• [Extrait du document]:
--------------------------------

Femmes Surréalistes

''L'esprit Saint'', Jane Graverol, 1965


A travers un prisme ''genré'', je reconnaîs m'être toujours identifiée à ''l'homme'' Salvador Dali et à tous les représentants du mouvement surréaliste. En effet, ils n'enfermaient pas le sujet dans un code établi par le langage mais ouvraient une brèche entre l'image et le sens et permettaient à la liberté de s'immiscer et à la créativité de s'exprimer.

Mais en 1924, ce mouvement était porté avant tout par un noyau constitué d'hommes. Mené par Breton et Apollinaire, le groupe souhaitait révolutionner l'expression artistique et le quotidien. Il jouissait d'une aura puissante, laissant dans l'ombre l'héritage de nombreuses femmes, qui pourtant nourrissaient le mouvement de l'intérieur.

Je ne vois pas la femme cachée dans la forêt, René Magritte, 1929

Breton défendait déjà les artistes femmes dans ''Arcane 17'' en disant que ''Le temps serait venu de faire valoir les idées de la femme aux dépens de celles de l'homme, dont la faillite se consomme assez tumultueusement aujourd'hui ''. Il leur permettait, entre autres, d'exposer leurs œuvres dans des expositions collectives. Hommes et femmes se connaissaient, passaient leur temps ensemble et nourrissaient mutuellement leur art respectif. Malheureusement l'histoire de l'art n'accorde aux femmes qu'un rôle de support des différentes projections des hommes pour nourrir leur imaginaire, à travers des rôles de muses, d'amantes ou de modèles.

Or, elles ont été pleinement actives. D'abord happées par ce mouvement, elles l'ont intégré puis s'en sont émancipées. Elles ont été attirées par la lutte contre l'image traditionnelle de la femme, dans une période d'après guerre où elles cherchaient à travailler et gagner leur indépendance.

Meret Oppenhein arrive de Suisse, Lee Miller des Etats-Unis, Leonora Carrington de Londres, Leonor Fini d'Italie et Claude Cahun réside déjà à Paris, mais toutes trouvent dans le mouvement un écho à leurs propres aspirations anti-bourgeoises et révolutionnaires.

Meret Oppenheim se fait photographier par Man Ray et met en avant des idées déjà présentes en elle, en créant des objets du quotidien qui associent des éléments qui ne vont pas ensemble, à l'instar de son célèbre ''Déjeuner en fourrure''. Elle montre alors une intégration parfaite des principes du surréalisme et connaît un succès retentissant.

Déjeuner en fourrure, Meret Oppenheim, 1936

Lee Miller, mannequin américain, rejoint Man Ray et devient son modèle mais aussi son amante et sa collaboratrice. Ensemble ils vont découvrir de nouvelles façons de photographier, ce qu'elle continuera par la suite.

--------------------------------

• [Contenu présenté]:

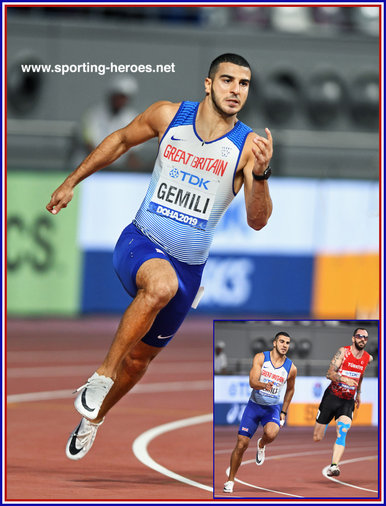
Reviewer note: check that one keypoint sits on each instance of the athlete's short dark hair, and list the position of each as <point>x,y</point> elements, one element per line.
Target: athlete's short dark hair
<point>359,328</point>
<point>281,334</point>
<point>227,58</point>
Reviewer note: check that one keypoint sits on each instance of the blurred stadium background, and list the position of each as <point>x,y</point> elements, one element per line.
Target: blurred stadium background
<point>313,344</point>
<point>315,84</point>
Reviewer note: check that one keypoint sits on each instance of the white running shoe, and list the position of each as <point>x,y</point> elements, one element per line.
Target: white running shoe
<point>260,454</point>
<point>90,399</point>
<point>333,470</point>
<point>81,439</point>
<point>228,486</point>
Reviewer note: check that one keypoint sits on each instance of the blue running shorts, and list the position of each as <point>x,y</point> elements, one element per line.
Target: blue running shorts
<point>257,413</point>
<point>131,251</point>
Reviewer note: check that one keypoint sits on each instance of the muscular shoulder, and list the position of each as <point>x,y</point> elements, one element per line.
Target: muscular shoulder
<point>258,359</point>
<point>159,115</point>
<point>247,154</point>
<point>293,371</point>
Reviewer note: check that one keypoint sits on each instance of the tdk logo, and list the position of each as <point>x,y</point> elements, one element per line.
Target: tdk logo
<point>195,180</point>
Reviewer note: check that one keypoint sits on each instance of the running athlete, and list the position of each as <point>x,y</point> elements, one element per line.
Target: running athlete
<point>271,370</point>
<point>205,156</point>
<point>342,395</point>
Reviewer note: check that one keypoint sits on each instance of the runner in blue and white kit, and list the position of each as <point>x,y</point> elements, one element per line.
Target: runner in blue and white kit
<point>271,370</point>
<point>205,156</point>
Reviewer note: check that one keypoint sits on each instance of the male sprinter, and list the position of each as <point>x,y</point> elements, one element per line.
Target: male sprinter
<point>343,394</point>
<point>271,370</point>
<point>160,256</point>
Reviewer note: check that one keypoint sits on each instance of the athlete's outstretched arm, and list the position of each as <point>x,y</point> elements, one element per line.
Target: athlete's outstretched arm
<point>151,123</point>
<point>257,198</point>
<point>255,373</point>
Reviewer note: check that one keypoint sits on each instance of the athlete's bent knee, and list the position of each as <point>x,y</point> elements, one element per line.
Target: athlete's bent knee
<point>343,428</point>
<point>135,364</point>
<point>159,294</point>
<point>242,444</point>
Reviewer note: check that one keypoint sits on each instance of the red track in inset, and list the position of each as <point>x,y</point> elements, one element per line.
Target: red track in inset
<point>294,464</point>
<point>55,355</point>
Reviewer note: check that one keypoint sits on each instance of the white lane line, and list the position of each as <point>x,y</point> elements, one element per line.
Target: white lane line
<point>299,454</point>
<point>146,388</point>
<point>324,472</point>
<point>141,443</point>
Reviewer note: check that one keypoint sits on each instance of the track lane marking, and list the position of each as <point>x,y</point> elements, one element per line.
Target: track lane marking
<point>141,443</point>
<point>299,454</point>
<point>145,388</point>
<point>359,459</point>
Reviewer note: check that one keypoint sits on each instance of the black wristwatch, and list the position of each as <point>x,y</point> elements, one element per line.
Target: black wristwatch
<point>265,175</point>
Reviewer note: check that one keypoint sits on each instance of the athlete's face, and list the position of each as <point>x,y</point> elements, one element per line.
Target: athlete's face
<point>360,339</point>
<point>282,344</point>
<point>229,88</point>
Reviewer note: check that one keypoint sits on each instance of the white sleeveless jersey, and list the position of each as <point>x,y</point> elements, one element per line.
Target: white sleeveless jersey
<point>277,375</point>
<point>191,187</point>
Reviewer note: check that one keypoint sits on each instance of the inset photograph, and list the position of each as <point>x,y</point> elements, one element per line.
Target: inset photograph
<point>296,409</point>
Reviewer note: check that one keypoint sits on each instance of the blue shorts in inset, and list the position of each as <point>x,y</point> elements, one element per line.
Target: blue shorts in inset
<point>257,413</point>
<point>131,251</point>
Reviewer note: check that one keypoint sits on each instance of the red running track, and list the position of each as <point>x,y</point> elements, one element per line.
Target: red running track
<point>57,356</point>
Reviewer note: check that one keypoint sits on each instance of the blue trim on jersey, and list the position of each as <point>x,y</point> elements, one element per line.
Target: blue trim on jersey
<point>186,114</point>
<point>240,151</point>
<point>287,362</point>
<point>238,134</point>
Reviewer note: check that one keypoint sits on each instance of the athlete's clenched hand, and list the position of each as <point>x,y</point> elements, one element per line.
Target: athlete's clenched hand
<point>60,198</point>
<point>262,150</point>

--------------------------------

• [Consigne de travail 1]:
Selon le texte sur les femmes surréalistes, qui menait le groupe surréaliste en 1924 ?
• [Consigne de travail 2]:
Recopiez fidèlement le passage du texte sur les femmes surréalistes allant de "Femmes Surréalistes" jusqu'à "mouvement de l'intérieur." inclus.
• [Consigne de travail 3]:
Poursuivez le texte sur les femmes surréalistes à partir de sa dernière phrase.

• [Réponse finale 1]:
Breton et Apollinaire.

• [Réponse finale 2]:
Femmes Surréalistes

''L'esprit Saint'', Jane Graverol, 1965


A travers un prisme ''genré'', je reconnaîs m'être toujours identifiée à ''l'homme'' Salvador Dali et à tous les représentants du mouvement surréaliste. En effet, ils n'enfermaient pas le sujet dans un code établi par le langage mais ouvraient une brèche entre l'image et le sens et permettaient à la liberté de s'immiscer et à la créativité de s'exprimer.

Mais en 1924, ce mouvement était porté avant tout par un noyau constitué d'hommes. Mené par Breton et Apollinaire, le groupe souhaitait révolutionner l'expression artistique et le quotidien. Il jouissait d'une aura puissante, laissant dans l'ombre l'héritage de nombreuses femmes, qui pourtant nourrissaient le mouvement de l'intérieur.

• [Réponse finale 3]:
Lee Miller Archives, England 2017

Leonor Fini, elle, cherche à peindre les représentations oniriques de ses fantasmes érotiques et place la femme dans une position dominante, où l'homme devient la muse passive et endormie.

L'Alcôve/Autoportrait avec Nico Papatakis, Leonor Fini,1941

L'artiste Leonora Carrington, entretient une relation avec Max Ernst, déjà marié, et s'approprie dans ses peintures le symbolisme animal et un certain folklore imaginaire.

La Géante, (La gardienne de l'oeuf), Leonora Carrington, 1947

Claude Cahun, fait progresser la réflexion autour de l'autoportrait car elle s'y présente de manière à ce que l'on ne sache pas, au premier coup d'oeil, s'il s'agit d'un homme ou d'une femme, et se joue des différentes identités en se déguisant sur ses photos.

Autoportrait, Claude Cahun, 1928

Toutes ont incarné un amour libre, donné une nouvelle dimension au vocabulaire plastique du surréalisme et ont brouillé les frontières de l'identité. Elles ont renforcé les idées du psychologue Carl Gustav Jung concernant l'androgynie de l'esprit. En effet, celui-ci considérait que l'esprit comportait une part féminine ''anima'' et une part masculine ''animus'' et appréhendait le Soi comme un observateur des différentes identités.

Peut-être est-ce pour cela que l'héritage de ces femmes (et bien d'autres encore) reste toujours d'actualité et que plusieurs expositions contemporaines en ont fait leur thématique cette année à travers la rétrospective '' Femmes Fantastiques. Mondes surréels de Meret Oppenheim à Frida Kahlo'' en début d'année au musée de Francfort ou à travers les conférences du MoMA de New-York de cette semaine, visibles en replay.

Il est important de perpétuer la mémoire de leurs œuvres tout en gardant à l'esprit que ces artistes ne se définissaient pas par leur genre, bien au contraire, mais avant tout par leur liberté.